**FRAGMENTO CITADO**

▶

Entregada por entero a su familia, a su marido y a su hijo, los ejes motores de su existencia, Josefina, que en su vida aprendió a vivir sin ellos -ni lo quiso- dio un enorme bajón físico y emocional aquel día de 2018 en el que, sobrepasado por el alzhéimer, Dámaso tuvo que ser ingresado en una residencia de mayores. «Se le borró la expresión de la cara», dice Javier, que meses después, y por ese mismo motivo, decidió llevarla a esa residencia, donde hoy conviven como dos desconocidos.
El CAD San Miguel abrió la puerta en julio de 2019 para integrarse a la red de centros residenciales de la región de la mano del grupo empresarial Calidad de Dependencia. En trece días cumplirá un año. Tan joven como es, y tan bisoño, ayer escribió con letras de oro el epílogo de un relato memorable del primer al último renglón de muy recomendable lectura para poder comprender el significado de la palabra sacrificio y su verdadero valor.
Con la pandemia desbocada, allá a primeros del mes de abril, el dueño de la pomposa instalación, Rubén Otero, puso voluntariamente el centro a disposición del Gobierno de Cantabria, que, desbordado por la dramática situación en las residencias, buscaba donde aislar a los ancianos infectados en otros lugares de la provincia.
A Otero le importaron poco las llagas que ese ofrecimiento pudiera abrir en su residencia, convertida de la noche a la mañana en un lazareto moderno. Más que una mala publicidad, a él le importaba salvar vidas. Cuantas más, mejor.

◀

**DATOS APORTADOS**
▶

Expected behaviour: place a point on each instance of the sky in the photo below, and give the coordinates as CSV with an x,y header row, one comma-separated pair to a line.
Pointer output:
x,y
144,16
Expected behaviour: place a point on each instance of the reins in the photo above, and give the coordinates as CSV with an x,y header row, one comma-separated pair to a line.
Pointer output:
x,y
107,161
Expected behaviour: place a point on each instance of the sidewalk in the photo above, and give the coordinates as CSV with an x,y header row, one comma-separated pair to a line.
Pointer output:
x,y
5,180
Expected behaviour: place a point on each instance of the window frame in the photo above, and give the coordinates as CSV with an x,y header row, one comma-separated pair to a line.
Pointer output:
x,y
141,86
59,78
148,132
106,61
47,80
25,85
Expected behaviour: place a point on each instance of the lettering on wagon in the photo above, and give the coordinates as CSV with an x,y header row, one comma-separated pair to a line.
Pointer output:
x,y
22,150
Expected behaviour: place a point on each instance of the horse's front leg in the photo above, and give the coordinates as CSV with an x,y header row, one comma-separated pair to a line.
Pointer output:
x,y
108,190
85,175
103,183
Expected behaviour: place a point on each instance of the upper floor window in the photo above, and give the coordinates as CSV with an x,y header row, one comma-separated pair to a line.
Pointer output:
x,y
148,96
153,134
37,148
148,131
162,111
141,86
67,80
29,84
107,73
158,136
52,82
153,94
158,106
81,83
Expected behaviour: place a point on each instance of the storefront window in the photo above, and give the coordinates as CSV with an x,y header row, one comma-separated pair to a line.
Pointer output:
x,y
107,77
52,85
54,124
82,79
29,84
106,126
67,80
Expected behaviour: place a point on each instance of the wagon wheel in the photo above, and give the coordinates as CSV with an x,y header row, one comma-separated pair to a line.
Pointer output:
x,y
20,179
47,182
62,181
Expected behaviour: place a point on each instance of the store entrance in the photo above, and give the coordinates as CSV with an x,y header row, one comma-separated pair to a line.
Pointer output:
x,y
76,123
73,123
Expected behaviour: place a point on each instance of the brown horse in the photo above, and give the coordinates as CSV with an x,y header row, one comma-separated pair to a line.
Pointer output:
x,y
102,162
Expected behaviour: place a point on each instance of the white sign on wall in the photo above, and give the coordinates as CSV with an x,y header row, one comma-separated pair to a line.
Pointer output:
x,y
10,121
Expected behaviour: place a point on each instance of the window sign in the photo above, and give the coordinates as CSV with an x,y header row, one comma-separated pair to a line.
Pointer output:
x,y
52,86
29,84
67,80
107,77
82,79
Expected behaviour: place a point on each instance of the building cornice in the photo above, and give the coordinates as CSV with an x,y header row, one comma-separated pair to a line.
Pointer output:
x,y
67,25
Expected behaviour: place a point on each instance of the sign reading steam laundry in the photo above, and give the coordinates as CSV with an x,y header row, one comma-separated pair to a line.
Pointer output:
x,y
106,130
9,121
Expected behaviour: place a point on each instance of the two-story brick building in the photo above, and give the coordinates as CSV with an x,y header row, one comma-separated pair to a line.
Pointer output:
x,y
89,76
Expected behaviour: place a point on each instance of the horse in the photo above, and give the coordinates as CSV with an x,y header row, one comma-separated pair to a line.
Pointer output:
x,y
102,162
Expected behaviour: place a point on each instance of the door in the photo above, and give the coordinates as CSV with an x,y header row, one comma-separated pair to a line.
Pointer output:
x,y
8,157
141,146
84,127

◀

**TAREA A**
¿En qué mes y año abrió sus puertas la residencia según el fragmento sobre el CAD San Miguel?
**TAREA B**
Prolonga el fragmento sobre el CAD San Miguel a partir de su última oración.

**RESPUESTA A**
En julio de 2019.

**RESPUESTA B**
Estaba por ver la respuesta de los usuarios de la residencia, a quienes esa decisión suponía su marcha temporal de las instalaciones y, en consecuencia, la salida de su zona de confort. Y la reacción de los empleados, para los que representaba una grandísima responsabilidad que la mayoría no dudó en echarse sobre las espaldas.
«Todos nuestros residentes hicieron un tremendo esfuerzo porque, de alguna manera, les estábamos echando de su casa», explica la gerente, Gema Díaz, que hoy encomia su comprensión y la de sus familias como una parte importante del éxito de la operación.
En cuanto a los trabajadores, «les ofrecimos la posibilidad de continuar aquí, incorporarse a otras residencias del grupo o, si lo querían, cerrar el contrato». Sólo cinco rehusaron al desafío. «Los demás nos quedamos en el barco. Asustados, pero nos quedamos en el barco».
Así, dieciséis gericultores, tres limpiadores, dos cocineros y un técnico de mantenimiento, «22 jabatos», dice Gema Díaz, abordaron el pasado 4 de abril una heroica misión de rescate que les llevó a jugarse la vida entrando a pecho descubierto en un terreno minado de virus para sacar de allí a 40 ancianos que se encontraban al borde mismo de la muerte.
Librada día a día y noche a noche durante dos meses y medio en los que se han llorado derrotas y se han celebrado victorias, la guerra acabó ayer con la tropa derrengada pero los objetivos cumplidos.
«Hemos tenido que enfrentarnos cara a cara con nuestros propios miedos», dice Gema Díaz. «Pero seguro que los sacrificios realizados han valido la pena», concluye triunfal.